--- Begin ---
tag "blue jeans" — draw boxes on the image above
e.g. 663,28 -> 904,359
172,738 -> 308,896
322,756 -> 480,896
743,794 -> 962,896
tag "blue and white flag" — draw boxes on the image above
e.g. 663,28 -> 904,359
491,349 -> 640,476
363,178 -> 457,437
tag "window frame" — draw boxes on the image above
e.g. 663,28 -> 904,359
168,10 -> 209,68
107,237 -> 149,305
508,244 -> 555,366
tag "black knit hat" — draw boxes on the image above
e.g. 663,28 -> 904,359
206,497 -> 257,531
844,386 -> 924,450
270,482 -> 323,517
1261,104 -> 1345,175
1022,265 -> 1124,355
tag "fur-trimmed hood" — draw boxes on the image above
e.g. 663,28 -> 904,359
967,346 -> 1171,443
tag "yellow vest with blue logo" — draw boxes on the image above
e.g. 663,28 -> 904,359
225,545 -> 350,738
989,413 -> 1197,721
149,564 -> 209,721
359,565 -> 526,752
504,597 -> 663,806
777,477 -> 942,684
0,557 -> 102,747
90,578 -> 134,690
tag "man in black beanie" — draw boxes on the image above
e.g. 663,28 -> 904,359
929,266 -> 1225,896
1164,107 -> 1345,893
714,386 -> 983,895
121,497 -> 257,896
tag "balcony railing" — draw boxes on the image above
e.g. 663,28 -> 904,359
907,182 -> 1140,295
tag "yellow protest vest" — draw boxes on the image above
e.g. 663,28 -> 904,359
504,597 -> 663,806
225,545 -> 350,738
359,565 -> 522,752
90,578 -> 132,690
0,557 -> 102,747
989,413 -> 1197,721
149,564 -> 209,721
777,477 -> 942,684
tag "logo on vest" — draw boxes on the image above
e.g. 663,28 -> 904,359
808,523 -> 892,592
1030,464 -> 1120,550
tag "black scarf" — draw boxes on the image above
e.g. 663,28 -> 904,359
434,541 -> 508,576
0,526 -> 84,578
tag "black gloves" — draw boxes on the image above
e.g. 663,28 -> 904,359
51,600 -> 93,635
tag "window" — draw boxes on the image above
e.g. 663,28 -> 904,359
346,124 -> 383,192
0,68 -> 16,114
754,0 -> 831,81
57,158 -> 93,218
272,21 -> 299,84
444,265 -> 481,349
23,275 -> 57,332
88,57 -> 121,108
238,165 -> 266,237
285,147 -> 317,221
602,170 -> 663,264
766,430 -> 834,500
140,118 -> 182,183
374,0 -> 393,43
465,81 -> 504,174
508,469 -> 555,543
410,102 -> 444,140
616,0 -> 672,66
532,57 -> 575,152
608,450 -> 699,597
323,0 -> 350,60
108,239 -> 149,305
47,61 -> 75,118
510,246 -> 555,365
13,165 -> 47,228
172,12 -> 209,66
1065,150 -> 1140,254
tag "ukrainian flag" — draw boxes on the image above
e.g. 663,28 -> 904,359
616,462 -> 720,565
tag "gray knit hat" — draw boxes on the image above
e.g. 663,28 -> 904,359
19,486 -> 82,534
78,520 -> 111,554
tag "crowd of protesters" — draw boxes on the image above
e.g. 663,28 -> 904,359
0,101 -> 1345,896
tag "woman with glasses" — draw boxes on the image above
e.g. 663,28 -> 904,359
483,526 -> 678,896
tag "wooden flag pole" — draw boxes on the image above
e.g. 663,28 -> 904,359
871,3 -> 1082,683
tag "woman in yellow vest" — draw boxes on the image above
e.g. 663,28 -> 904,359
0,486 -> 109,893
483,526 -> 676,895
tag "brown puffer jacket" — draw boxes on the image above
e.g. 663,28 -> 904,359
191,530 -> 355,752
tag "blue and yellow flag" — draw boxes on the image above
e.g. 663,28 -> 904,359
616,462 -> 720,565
--- End ---
### INSTRUCTIONS TO FOLLOW
Find each line in the entries above that contains the word "blue", and copy those lines.

### THE RESULT
tag "blue jeans" — draw boxes on the image above
tag "blue and white flag" — draw boxes on the image above
tag "yellow vest with blue logo" — draw boxes on the image above
tag "blue and yellow flag" — draw boxes on the image above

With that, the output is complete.